Task statement.
Continue the following biography of Swiss politician Pierre Aubert, starting right after its final sentence.

Source extract.
Pierre Aubert (3 March 1927 – 8 June 2016) was a Swiss politician, lawyer and member of the Swiss Federal Council (1978–1987).

Political career
He was elected to the Swiss Federal Council on 7 December 1977 as member of the Social Democratic Party from the canton of Neuchâtel. He handed over office on 31 December 1987. After earning a law degree, he became an attorney-at-law in 1953. He began his political career as a member of the City Parliament of La Chaux-de-Fonds (1960–68), then served the Cantonal Parliament of Neuchâtel (1961–75) and was the President of the latter legislative body from  1969 until 70. Elected to the Council of States he sat in this chamber of the Federal Parliament until his election to the Federal Council in 1977. From 1974 to 1977, he belonged to the Parliamentary Assembly of the Council of Europe and was rapporteur for the admission of Portugal. He was the chancellor of the University of Neuchâtel from 1971 to 1977.

Provided information.
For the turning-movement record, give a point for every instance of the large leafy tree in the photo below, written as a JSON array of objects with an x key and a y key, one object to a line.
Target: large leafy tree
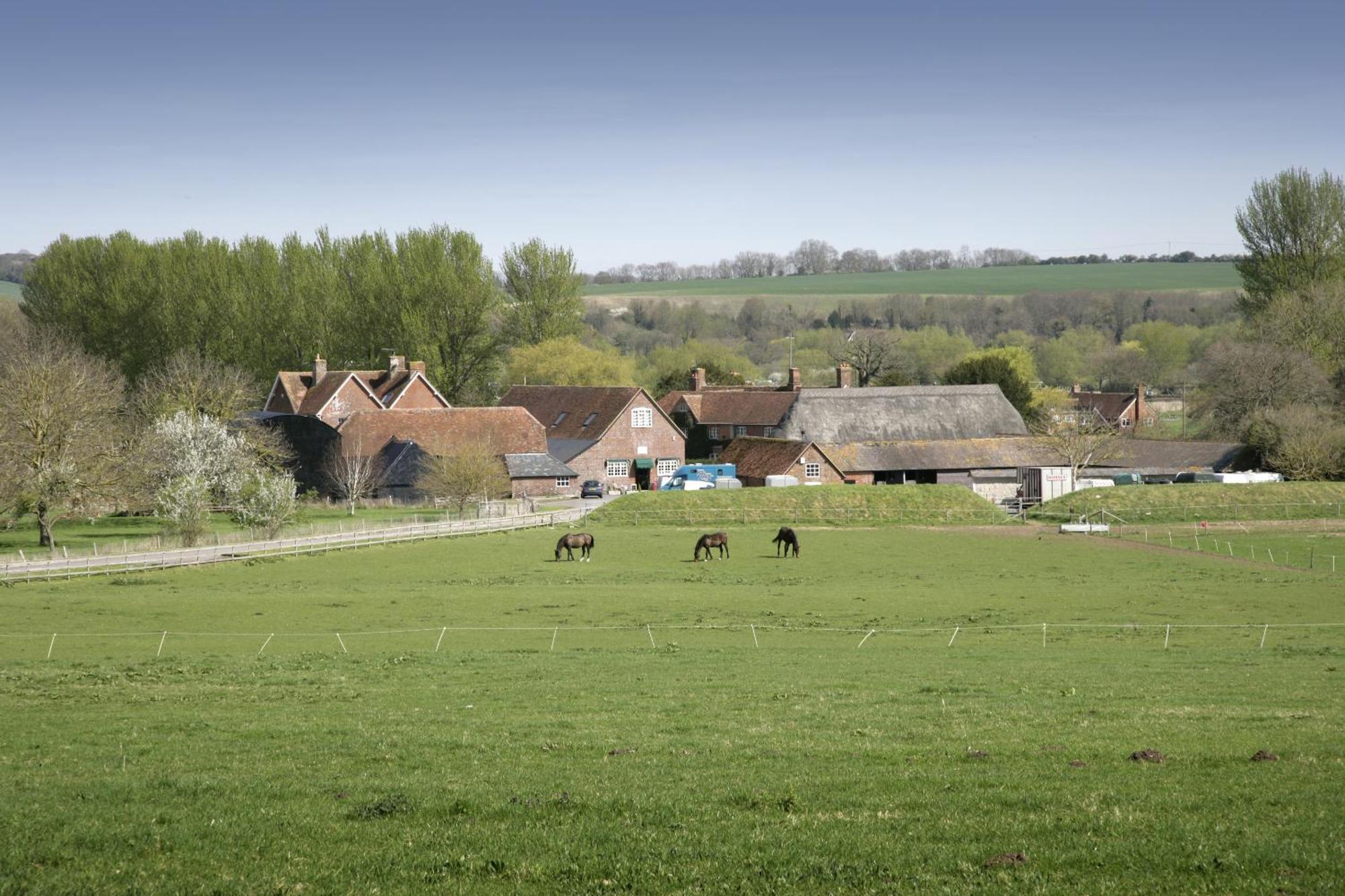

---

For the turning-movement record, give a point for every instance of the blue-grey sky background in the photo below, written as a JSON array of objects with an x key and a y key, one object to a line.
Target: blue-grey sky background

Expected output.
During his time in office, Aubert held the  portfolio of the Political Department in 1978 and from 1979 to 1987 after it was renamed to "Federal Department of Foreign Affairs". He was President of the Confederation twice: in 1983 and in 1987. He stood for a Swiss active policy in general and in the Human rights field in particular. Aubert made 55 foreign trips, 39 of which were official trips. Aubert visited four African countries and signed a declaration against apartheid in Nigeria in 1979. He was the first Swiss foreign minister to establish contacts with the PLO leadership when he received Faruk Kaddhumi in July 1980 in Bern. He led the unsuccessful campaign to join the United Nations in 1986 (only 24% of the voters were in favour).

References

External links

1927 births
2016 deaths
People from La Chaux-de-Fonds
Members of the Federal Council (Switzerland)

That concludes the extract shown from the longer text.